#### [Text provided]
============
11. Mr. Maondo argued that despite the defendant's explanation in its replying affidavit regarding the receipt and application of funds, the instant application filed under Order 22 Rule 35 of the Civil Procedure Rules, 2010 still requires the defendant’s Director, Mr. Ameet Lanchand Devshi Shah, to appear in Court for examination under oath, then further actions will follow based on the findings of the said examination. Counsel urged this Court to allow the instant application, issue summons to Mr. Ameet Lanchand Devshi Shah, and dismiss the defendant’s Preliminary Objection, deeming it meritless as it did not raise a pure point of law.

12. Ms. Rutere, learned Counsel for the defendant cited the provisions of Section 16(2) of the Companies Act and the case of Salomon v. Salomon & Co. Ltd [1897] AC 22, and submitted that the instant application is unfounded in both fact and law as it offends the principle of corporate personality, a fundamental principle of company law. She further submitted that exceptions to this rule should be applied sparingly and only in clear cases of fraud, misconduct, or where the company operates as a façade. Counsel relied on the case of Kolaba Enterprises Ltd v Shamsudin Hussein Varvani & another [2014] eKLR, and argued that the plaintiffs have not made out a case to warrant this Court to exercise its discretion and issue an order lifting the defendant’s corporate veil. She argued that inability of a company to settle its debts due to lack of funds and/or assets is not enough justification to warrant lifting of a company’s corporate veil.

13. Ms. Rutere stated that the plaintiffs’ application to cross-examine the defendant's Directors is without merits and should be dismissed. She further stated that all relevant financial documents have already been provided, clearly showing the company's financial position. That in any event, no evidence has been presented to suggest that the defendant’s Directors engaged in fraudulent or improper conduct that would justify an order for cross-examination. In submitting that the affidavits already submitted are sufficient hence cross-examining the defendant’s Directors would be redundant, wasteful of the Court's time, and unnecessary, Ms. Rutere relied on the holding by the Court in Kwacha Communications Limited & another v Pindoria Holding Limited & another (Civil Appeal E033 of 2022).

Analysis and Determination 14. I have considered the instant application and the affidavit filed in support thereof. I have also considered the Notice of Preliminary Objection and the replying affidavit filed by the defendant. I have also considered the written submissions by Counsel for the parties. The issues that arise for determination are -i.Whether the defendant’s Notice of Preliminary Objection is merited;ii.Whether the defendant’s Director, Mr. Ameet Lanchand Devshi Shah, should be examined on oath, as to the defendant’s means and assets and produce financial documents or accounts related to the defendant’s loan facility; andiii.Whether the defendant’s Corporate veil should be lifted and the defendant’s Director, Mr. Ameet Lanchand Devshi Shah held personally liable for the defendant’s debt to the plaintiffs.
============
#### [Recorded data]
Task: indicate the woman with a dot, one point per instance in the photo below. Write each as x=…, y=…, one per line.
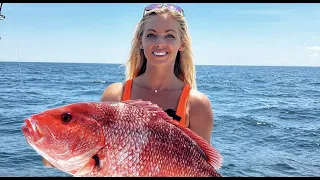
x=160, y=69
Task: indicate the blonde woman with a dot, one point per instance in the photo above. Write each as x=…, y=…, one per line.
x=160, y=69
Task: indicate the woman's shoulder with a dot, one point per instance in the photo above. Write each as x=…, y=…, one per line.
x=113, y=92
x=198, y=99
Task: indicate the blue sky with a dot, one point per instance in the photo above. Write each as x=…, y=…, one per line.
x=222, y=34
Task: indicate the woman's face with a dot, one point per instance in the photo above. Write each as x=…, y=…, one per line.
x=161, y=39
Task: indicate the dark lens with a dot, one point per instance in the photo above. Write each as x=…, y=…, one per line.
x=152, y=6
x=174, y=7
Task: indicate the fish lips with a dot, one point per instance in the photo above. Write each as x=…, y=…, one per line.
x=32, y=131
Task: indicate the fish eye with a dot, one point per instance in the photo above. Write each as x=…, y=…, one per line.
x=96, y=160
x=66, y=117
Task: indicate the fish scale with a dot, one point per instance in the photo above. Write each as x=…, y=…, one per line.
x=132, y=138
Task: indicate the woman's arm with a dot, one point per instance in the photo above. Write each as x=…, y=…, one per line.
x=200, y=115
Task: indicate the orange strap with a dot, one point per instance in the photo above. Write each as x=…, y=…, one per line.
x=127, y=90
x=181, y=109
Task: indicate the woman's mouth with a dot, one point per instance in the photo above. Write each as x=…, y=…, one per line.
x=159, y=53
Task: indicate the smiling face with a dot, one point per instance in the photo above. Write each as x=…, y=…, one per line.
x=161, y=39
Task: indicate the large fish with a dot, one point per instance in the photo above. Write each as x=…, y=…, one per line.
x=131, y=138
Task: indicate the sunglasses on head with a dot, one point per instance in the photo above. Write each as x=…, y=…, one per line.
x=169, y=6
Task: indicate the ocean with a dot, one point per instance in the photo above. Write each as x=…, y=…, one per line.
x=266, y=119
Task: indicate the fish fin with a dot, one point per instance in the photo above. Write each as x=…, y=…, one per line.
x=88, y=167
x=213, y=156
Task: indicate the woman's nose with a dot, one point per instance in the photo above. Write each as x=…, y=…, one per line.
x=160, y=42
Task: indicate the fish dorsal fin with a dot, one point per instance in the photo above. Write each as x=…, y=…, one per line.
x=214, y=158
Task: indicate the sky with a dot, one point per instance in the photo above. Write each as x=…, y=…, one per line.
x=256, y=34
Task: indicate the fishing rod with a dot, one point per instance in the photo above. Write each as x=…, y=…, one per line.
x=2, y=17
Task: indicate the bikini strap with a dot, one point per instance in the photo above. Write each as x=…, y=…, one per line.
x=127, y=90
x=181, y=109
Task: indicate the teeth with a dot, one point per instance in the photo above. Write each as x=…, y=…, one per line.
x=159, y=53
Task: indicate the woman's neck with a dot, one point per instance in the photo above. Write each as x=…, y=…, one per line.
x=159, y=78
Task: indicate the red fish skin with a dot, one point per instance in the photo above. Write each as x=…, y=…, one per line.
x=138, y=139
x=148, y=146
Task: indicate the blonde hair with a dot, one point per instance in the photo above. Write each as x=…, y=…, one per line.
x=184, y=68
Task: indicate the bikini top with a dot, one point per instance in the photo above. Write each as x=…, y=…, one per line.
x=178, y=115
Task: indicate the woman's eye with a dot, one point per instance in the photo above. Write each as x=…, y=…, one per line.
x=151, y=35
x=170, y=36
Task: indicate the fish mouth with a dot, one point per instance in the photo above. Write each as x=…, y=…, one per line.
x=32, y=131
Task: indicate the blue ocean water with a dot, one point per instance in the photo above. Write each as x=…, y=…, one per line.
x=266, y=119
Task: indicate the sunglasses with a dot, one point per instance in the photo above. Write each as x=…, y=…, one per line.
x=169, y=6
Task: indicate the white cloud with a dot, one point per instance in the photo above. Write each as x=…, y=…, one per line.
x=313, y=48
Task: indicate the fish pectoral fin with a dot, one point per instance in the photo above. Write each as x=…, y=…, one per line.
x=88, y=167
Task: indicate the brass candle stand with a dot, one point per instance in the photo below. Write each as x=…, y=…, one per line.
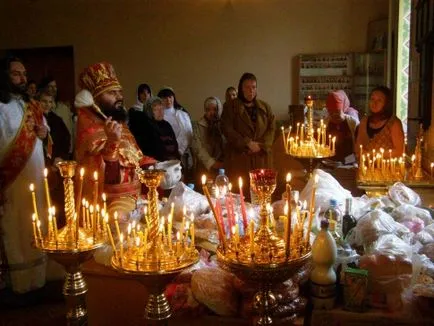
x=262, y=256
x=378, y=169
x=70, y=246
x=304, y=145
x=153, y=257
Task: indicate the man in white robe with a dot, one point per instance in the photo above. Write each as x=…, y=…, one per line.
x=21, y=163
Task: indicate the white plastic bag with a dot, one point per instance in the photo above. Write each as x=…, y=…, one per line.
x=327, y=188
x=374, y=224
x=401, y=194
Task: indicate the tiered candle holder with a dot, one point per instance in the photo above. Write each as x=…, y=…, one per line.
x=152, y=256
x=70, y=246
x=262, y=255
x=304, y=145
x=379, y=169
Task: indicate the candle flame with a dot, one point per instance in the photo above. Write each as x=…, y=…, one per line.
x=288, y=177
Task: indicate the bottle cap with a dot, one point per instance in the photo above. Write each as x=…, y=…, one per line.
x=324, y=224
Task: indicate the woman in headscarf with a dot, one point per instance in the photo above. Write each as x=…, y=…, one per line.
x=153, y=134
x=208, y=139
x=248, y=125
x=341, y=97
x=180, y=121
x=381, y=129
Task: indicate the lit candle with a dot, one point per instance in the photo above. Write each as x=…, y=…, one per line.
x=192, y=231
x=121, y=247
x=431, y=166
x=288, y=213
x=38, y=228
x=104, y=200
x=83, y=213
x=47, y=189
x=312, y=210
x=178, y=244
x=169, y=230
x=53, y=212
x=243, y=204
x=95, y=188
x=208, y=197
x=80, y=191
x=35, y=235
x=285, y=144
x=35, y=208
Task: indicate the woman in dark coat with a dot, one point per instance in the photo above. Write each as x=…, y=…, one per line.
x=153, y=134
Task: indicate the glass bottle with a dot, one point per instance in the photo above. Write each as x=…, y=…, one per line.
x=348, y=220
x=323, y=275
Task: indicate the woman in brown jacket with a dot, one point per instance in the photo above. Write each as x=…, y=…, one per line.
x=248, y=125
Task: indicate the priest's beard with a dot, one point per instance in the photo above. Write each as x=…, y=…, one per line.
x=116, y=111
x=19, y=89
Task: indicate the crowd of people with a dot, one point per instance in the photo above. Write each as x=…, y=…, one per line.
x=37, y=131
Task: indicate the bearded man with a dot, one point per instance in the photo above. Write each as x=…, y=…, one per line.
x=22, y=129
x=104, y=143
x=208, y=140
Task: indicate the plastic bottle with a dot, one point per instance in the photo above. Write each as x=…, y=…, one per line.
x=323, y=276
x=222, y=182
x=348, y=220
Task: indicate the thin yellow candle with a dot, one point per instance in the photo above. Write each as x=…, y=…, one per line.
x=109, y=232
x=35, y=208
x=38, y=228
x=192, y=231
x=83, y=213
x=121, y=248
x=104, y=200
x=80, y=192
x=169, y=230
x=178, y=244
x=285, y=145
x=95, y=188
x=431, y=167
x=53, y=212
x=311, y=210
x=47, y=189
x=288, y=214
x=35, y=235
x=285, y=225
x=219, y=226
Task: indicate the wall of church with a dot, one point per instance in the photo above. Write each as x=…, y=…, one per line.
x=198, y=47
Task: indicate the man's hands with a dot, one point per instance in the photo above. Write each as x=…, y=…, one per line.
x=41, y=131
x=113, y=129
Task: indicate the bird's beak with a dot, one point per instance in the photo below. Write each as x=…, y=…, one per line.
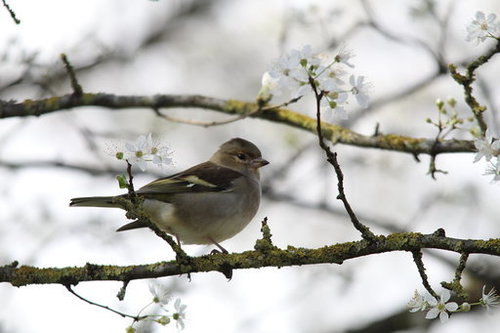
x=258, y=163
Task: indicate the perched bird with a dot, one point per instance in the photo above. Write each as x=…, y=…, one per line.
x=205, y=204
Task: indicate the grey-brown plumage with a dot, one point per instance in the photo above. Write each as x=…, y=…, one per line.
x=207, y=203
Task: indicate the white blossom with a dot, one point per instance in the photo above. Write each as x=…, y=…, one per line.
x=417, y=303
x=145, y=150
x=344, y=56
x=489, y=300
x=160, y=293
x=482, y=27
x=180, y=313
x=440, y=307
x=487, y=147
x=493, y=168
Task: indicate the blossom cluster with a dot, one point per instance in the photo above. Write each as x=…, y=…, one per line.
x=489, y=148
x=161, y=297
x=483, y=27
x=145, y=150
x=440, y=307
x=301, y=71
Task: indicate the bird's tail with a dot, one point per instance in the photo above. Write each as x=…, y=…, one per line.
x=94, y=202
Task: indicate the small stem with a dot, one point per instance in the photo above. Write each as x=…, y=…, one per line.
x=124, y=315
x=417, y=258
x=332, y=159
x=77, y=88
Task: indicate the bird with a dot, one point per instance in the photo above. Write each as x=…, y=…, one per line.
x=205, y=204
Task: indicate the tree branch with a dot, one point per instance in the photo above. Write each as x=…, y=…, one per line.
x=331, y=132
x=274, y=257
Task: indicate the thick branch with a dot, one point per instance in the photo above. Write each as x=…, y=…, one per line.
x=331, y=132
x=272, y=257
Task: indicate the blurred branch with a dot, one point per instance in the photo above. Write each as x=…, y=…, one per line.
x=274, y=257
x=11, y=12
x=468, y=78
x=331, y=132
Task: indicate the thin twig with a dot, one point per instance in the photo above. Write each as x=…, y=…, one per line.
x=417, y=258
x=11, y=12
x=77, y=88
x=332, y=159
x=466, y=82
x=456, y=285
x=124, y=315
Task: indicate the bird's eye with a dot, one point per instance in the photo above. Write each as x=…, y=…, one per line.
x=241, y=156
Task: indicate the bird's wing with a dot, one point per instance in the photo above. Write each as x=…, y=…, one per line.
x=204, y=177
============
#### [Given task]
Summarize the court ruling excerpt above in three sentences.

#### [Finished exercise]
Mr. Maondo argued that the application under Order 22 Rule 35 of the Civil Procedure Rules, 2010 still requires the defendant's Director, Mr. Ameet Lanchand Devshi Shah, to be examined in Court under oath, and he urged the Court to issue summons to him and to dismiss the defendant's Preliminary Objection because it did not raise a pure point of law. Ms. Rutere, Counsel for the defendant, submitted that the application offends the principle of corporate personality and that a company's inability to pay its debts does not justify lifting its corporate veil. She also argued that the relevant financial documents had already been provided and that no evidence of fraud or improper conduct was presented, so cross-examining the Directors would be unnecessary, and the Court identified the issues for determination as whether the Preliminary Objection is merited, whether the Director should be examined on oath about the defendant's means and assets, and whether the corporate veil should be lifted so that he is held personally liable for the debt.